Exercise set =
1. Answer these questions using the Elden Ring preview:
(a) How many hours did the writer spend trying to see the game's world?
(b) According to the preview, what path leads from the Closed Network Test setup?
(c) What have the serfs at the castle far south of Stormveil done?
2. Retype the part of the Elden Ring preview that begins at the words "I really don’t" and stops after "open-ended it is.".

Text excerpt =

------------------------------

So, what’s all this got to do with Elden Ring? Well. Typing this makes me nervous, lest I’m wrong, but here goes: it’s giving me that Breath of the Wild feeling. This one could be an all-timer; a game of the generation. That rare game that everybody is going to talk about for a long time, that’ll ripple right through the industry. It’s a big one.

I really don’t want to get into any spoilers in this preview, so I’m going to keep things very vague. I’m not going to talk about any bosses specifically, but I am going to talk about areas I saw, revealing area names, characteristics, and how I accessed them. I made a point of spending my six hours trying to see as much of the game’s world as possible – and I saw more than I could’ve imagined.

The opening of the game has a slight preamble before dropping you into the same setup as featured in the recent Closed Network Test. Since we all know the path there – up Stormhill to Stormveil Castle – I decided to go the opposite direction. Invisible walls gone from this near-final build, I could see the scale of the world, and realize Elden Ring’s trump card: how truly open-ended it is.

Far South of Stormveil I discovered another castle. The serfs here have rebelled. A woman on the path to the castle tells me of their rebellion; her father, a soldier, is still trapped inside. Making my way to the castle, I battle feral dogs and those twisted husks, remnants of the rebelling servants. They worship around a bonfire, atop which is presumably the castle’s one-time owner. There’s a whole mini quest-line here involving retrieving a sword from a powerful boss hiding at the rear of this location – and it’s accessible pretty much right from the start of the game, just in the opposite direction to the path Elden Ring’s narrative tries to prod you in.

------------------------------

Lines of data
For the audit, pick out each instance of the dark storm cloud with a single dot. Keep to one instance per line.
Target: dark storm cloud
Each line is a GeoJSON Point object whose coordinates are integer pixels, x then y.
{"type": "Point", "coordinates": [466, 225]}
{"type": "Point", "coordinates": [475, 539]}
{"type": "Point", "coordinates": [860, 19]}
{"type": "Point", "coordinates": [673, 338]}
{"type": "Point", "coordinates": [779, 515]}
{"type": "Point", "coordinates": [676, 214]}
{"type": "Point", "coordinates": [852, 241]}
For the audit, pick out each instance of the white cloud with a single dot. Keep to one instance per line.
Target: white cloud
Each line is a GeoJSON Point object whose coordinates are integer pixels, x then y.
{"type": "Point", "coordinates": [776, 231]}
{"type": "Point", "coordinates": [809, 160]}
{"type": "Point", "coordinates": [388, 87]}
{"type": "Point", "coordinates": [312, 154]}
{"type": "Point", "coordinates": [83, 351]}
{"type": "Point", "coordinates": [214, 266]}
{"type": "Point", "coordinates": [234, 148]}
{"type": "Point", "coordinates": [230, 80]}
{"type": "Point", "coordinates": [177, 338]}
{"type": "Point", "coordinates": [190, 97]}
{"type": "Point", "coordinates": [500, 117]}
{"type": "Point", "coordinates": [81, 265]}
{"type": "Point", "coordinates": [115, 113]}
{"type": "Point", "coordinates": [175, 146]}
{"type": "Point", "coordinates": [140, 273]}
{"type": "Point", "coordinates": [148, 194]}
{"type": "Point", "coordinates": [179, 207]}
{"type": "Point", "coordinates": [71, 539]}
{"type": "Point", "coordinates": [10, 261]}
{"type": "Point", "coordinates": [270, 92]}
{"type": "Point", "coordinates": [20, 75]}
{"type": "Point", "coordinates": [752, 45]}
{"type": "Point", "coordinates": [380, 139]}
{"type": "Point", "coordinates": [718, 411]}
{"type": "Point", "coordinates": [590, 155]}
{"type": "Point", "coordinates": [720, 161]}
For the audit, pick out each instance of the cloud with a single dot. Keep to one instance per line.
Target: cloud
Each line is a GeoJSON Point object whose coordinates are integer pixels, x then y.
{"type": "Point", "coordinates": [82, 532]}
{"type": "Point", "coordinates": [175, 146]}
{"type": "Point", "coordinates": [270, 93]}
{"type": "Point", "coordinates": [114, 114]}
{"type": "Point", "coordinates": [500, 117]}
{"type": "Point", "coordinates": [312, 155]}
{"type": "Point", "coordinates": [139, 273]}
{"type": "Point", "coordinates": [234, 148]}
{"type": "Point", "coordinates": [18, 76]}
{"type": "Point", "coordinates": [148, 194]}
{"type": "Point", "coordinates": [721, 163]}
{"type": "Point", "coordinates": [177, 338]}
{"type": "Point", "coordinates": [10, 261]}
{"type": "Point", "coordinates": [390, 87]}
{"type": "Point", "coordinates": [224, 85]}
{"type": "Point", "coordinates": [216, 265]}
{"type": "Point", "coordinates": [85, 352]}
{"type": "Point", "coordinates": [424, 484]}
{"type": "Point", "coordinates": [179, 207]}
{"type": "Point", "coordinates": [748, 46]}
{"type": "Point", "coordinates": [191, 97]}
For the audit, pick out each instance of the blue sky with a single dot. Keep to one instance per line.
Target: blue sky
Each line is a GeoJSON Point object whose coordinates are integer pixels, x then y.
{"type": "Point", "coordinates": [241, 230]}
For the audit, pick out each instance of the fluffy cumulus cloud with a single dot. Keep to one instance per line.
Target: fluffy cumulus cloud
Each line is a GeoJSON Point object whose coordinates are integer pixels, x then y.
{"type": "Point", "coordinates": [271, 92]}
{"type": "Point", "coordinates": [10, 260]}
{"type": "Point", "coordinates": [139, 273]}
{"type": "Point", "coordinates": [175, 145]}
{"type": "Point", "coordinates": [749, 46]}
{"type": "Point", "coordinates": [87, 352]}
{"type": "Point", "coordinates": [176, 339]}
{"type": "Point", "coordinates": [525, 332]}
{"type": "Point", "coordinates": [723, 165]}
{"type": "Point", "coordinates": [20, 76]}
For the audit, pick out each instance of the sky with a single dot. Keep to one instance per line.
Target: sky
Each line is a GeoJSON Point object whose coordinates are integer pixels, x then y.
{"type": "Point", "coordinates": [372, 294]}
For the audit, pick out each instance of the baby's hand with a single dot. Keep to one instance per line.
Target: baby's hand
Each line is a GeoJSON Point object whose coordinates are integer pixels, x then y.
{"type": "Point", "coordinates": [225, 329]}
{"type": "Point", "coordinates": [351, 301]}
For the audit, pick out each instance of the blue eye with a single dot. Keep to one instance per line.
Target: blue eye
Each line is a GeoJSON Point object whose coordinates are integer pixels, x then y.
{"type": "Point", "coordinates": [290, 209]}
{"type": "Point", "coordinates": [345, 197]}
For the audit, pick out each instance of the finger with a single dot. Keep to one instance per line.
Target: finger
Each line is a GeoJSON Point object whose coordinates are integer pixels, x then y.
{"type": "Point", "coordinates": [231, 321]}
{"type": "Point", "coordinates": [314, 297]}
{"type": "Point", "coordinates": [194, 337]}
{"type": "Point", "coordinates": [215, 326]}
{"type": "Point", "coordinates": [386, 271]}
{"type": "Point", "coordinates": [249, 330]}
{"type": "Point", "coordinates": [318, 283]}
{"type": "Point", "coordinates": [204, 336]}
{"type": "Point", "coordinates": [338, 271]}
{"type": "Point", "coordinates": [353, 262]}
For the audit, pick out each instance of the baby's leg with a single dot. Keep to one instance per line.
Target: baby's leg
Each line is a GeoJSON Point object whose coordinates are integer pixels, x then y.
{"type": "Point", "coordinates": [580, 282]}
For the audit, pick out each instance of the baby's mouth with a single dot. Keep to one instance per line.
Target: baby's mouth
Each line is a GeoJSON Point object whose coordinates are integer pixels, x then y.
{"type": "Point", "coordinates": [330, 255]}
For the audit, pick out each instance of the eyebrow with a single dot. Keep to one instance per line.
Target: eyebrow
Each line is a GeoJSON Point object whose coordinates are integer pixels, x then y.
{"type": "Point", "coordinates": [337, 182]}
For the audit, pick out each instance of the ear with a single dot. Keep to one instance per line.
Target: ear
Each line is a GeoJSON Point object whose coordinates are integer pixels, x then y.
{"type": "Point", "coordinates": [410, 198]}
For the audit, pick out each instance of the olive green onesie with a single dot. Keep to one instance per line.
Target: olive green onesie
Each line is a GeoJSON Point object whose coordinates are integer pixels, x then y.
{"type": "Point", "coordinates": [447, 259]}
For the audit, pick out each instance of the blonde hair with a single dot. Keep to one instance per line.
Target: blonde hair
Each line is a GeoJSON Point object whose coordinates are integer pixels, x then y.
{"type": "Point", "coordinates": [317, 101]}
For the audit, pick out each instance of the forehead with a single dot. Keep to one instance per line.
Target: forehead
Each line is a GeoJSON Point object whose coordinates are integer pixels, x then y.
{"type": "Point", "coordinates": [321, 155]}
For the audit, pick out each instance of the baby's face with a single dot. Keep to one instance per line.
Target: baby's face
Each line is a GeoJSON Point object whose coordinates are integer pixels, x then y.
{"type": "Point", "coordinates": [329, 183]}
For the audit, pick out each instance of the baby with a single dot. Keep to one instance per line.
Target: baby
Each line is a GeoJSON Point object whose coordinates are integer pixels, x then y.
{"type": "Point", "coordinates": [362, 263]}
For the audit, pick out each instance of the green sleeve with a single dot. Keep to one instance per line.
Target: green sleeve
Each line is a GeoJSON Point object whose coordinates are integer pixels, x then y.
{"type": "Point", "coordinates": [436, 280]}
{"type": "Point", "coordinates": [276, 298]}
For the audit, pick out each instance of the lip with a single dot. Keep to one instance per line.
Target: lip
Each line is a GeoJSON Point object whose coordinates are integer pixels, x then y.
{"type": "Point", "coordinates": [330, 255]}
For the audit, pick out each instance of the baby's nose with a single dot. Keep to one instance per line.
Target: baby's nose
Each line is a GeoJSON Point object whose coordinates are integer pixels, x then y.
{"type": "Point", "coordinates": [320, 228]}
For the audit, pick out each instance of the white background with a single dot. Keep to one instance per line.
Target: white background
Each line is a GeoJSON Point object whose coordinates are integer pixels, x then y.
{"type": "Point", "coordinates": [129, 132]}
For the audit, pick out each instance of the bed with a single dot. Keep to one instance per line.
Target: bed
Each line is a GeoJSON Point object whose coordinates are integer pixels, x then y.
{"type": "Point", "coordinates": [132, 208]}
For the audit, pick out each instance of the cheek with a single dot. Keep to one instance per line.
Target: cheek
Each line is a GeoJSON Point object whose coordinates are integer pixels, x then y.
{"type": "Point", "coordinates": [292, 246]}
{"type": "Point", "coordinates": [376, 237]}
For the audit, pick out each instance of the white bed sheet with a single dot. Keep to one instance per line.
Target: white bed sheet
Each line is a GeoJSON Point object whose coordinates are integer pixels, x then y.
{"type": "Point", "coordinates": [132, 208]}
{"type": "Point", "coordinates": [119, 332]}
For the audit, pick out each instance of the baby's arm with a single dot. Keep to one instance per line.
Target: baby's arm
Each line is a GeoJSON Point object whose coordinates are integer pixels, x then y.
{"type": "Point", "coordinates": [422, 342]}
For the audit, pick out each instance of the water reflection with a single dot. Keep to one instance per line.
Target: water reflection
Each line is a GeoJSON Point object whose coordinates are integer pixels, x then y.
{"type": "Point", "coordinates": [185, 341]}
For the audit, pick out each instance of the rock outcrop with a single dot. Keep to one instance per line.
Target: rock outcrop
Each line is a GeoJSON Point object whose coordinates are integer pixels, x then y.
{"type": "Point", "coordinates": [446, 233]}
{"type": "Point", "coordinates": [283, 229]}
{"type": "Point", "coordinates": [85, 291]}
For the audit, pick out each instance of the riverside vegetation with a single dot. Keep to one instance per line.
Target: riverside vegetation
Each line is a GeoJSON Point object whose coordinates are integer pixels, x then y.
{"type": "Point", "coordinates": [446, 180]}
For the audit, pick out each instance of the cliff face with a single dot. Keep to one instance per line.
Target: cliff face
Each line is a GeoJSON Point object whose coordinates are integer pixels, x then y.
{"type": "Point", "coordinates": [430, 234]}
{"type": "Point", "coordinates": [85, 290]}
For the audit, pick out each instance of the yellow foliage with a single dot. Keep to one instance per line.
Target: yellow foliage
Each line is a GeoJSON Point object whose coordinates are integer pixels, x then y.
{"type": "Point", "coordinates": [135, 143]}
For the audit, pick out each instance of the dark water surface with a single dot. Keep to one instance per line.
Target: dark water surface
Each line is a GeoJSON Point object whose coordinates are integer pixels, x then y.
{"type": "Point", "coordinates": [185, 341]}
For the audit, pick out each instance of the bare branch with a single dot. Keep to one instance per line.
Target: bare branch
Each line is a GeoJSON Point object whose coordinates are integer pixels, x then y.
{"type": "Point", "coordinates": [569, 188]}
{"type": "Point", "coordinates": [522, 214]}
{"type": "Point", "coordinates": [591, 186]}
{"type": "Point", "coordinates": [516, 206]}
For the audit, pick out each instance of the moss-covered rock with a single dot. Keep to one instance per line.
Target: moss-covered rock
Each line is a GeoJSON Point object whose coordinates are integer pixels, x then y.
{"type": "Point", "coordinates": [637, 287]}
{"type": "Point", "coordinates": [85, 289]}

------------------------------

Task-by-task outputs =
1.
(a) Six hours.
(b) Up Stormhill to Stormveil Castle.
(c) They have rebelled.

2.
I really don’t want to get into any spoilers in this preview, so I’m going to keep things very vague. I’m not going to talk about any bosses specifically, but I am going to talk about areas I saw, revealing area names, characteristics, and how I accessed them. I made a point of spending my six hours trying to see as much of the game’s world as possible – and I saw more than I could’ve imagined.

The opening of the game has a slight preamble before dropping you into the same setup as featured in the recent Closed Network Test. Since we all know the path there – up Stormhill to Stormveil Castle – I decided to go the opposite direction. Invisible walls gone from this near-final build, I could see the scale of the world, and realize Elden Ring’s trump card: how truly open-ended it is.